◆ Entries provided

## Start

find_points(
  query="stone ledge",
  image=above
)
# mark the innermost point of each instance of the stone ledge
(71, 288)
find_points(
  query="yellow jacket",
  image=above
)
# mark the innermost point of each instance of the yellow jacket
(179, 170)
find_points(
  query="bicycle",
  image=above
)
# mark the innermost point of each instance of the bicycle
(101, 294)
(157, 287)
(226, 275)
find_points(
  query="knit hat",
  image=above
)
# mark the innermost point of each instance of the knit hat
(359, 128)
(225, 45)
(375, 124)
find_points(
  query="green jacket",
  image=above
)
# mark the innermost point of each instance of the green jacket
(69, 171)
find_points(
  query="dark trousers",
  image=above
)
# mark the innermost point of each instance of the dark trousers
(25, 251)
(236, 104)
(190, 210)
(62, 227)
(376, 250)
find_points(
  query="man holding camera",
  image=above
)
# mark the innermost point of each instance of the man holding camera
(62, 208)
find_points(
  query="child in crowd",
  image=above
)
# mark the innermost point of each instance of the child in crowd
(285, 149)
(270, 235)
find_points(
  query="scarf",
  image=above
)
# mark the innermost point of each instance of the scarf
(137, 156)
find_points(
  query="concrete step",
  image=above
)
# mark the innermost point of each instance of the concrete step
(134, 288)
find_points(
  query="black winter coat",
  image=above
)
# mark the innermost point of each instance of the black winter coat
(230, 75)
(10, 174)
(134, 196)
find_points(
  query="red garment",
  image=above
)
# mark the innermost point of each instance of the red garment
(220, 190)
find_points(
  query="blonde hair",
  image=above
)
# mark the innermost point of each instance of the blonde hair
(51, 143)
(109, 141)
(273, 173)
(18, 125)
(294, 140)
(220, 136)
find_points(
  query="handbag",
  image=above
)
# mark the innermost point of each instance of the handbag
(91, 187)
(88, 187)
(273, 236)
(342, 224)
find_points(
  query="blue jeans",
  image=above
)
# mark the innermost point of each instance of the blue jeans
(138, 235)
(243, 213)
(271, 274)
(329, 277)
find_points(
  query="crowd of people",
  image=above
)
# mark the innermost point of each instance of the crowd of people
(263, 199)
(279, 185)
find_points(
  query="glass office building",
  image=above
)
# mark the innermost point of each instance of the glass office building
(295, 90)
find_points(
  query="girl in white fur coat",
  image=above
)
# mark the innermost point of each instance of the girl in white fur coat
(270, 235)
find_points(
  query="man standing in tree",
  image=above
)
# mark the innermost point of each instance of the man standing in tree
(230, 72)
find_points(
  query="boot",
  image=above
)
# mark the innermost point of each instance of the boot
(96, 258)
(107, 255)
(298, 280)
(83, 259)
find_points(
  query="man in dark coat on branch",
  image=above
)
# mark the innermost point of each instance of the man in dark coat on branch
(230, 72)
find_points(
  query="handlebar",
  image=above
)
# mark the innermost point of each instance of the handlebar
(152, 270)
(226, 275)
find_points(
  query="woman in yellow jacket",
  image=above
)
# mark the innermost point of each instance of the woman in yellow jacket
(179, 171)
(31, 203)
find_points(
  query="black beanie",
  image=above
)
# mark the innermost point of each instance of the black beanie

## End

◆ Aim of the exercise
Please reproduce every line of the material word for word.

◆ Response to the exercise
find_points(
  query="stone ledge",
  image=above
)
# mark the innermost point of each instance of the stone ledge
(71, 288)
find_points(
  query="yellow jacket",
  image=above
)
# mark the innermost point of each instance of the yellow jacket
(179, 170)
find_points(
  query="bicycle",
  image=above
)
# mark the innermost point of each instance of the bicycle
(101, 294)
(157, 287)
(226, 275)
find_points(
  query="knit hat",
  image=above
)
# mark the innermost point of each instance of the knit hat
(359, 128)
(225, 45)
(375, 124)
find_points(
  query="green jacket",
  image=above
)
# mark the innermost point of each instance of the green jacket
(69, 171)
find_points(
  query="dark trousers",
  image=above
)
# mark the innermost point of each instance of the dark trousers
(25, 251)
(236, 104)
(190, 210)
(62, 227)
(376, 250)
find_points(
  query="man holding camera",
  image=above
)
# mark the innermost point of each instance of the man holding camera
(62, 208)
find_points(
  query="child in crowd",
  image=above
)
# mark the innermost point of each instance of the child in crowd
(285, 149)
(270, 235)
find_points(
  query="scarf",
  image=above
)
# mark the innermost point of each instance of the scarf
(137, 156)
find_points(
  query="concrete step",
  image=above
)
# mark the innermost point of each instance of the concrete step
(134, 288)
find_points(
  query="black winter coat",
  image=above
)
# mark the innermost point of each instance of the black winter coat
(230, 75)
(10, 174)
(134, 196)
find_points(
  query="red garment",
  image=above
)
# mark the innermost point of each instance of the red garment
(220, 190)
find_points(
  query="blonde hair",
  image=above
)
# mark the innermost point of each instance of the blonde hair
(51, 143)
(109, 141)
(273, 173)
(18, 125)
(294, 140)
(220, 136)
find_points(
  query="handbag",
  image=above
)
# mark the innermost point of each instance of the handbag
(91, 187)
(88, 187)
(273, 236)
(342, 224)
find_points(
  query="blue jeans",
  image=above
)
# mark the innermost point of each instance of the blue jeans
(138, 235)
(243, 213)
(271, 274)
(329, 277)
find_points(
  query="crowd of people",
  image=above
)
# mark the innermost point of each instance of the crowd of people
(263, 199)
(279, 185)
find_points(
  query="glass office building",
  image=above
)
# mark the innermost point of each instance of the glass office building
(295, 90)
find_points(
  query="girl in white fur coat",
  image=above
)
# mark the innermost point of each instance of the girl in white fur coat
(270, 235)
find_points(
  query="man standing in tree",
  image=above
)
# mark the innermost point of each instance of the man standing in tree
(230, 72)
find_points(
  query="boot",
  image=above
)
# mark the innermost point of each instance of the boot
(96, 258)
(107, 255)
(298, 280)
(83, 259)
find_points(
  query="man in dark coat on branch",
  image=above
)
# mark the innermost point of each instance of the man in dark coat on branch
(230, 72)
find_points(
  query="handlebar",
  image=above
)
# mark the innermost point of each instance of the handlebar
(152, 270)
(226, 275)
find_points(
  query="woman in yellow jacket",
  image=above
)
# mark the innermost point of each instance of the woman in yellow jacket
(179, 171)
(31, 203)
find_points(
  query="black beanie",
  image=above
)
# mark the innermost point of each instance of the black beanie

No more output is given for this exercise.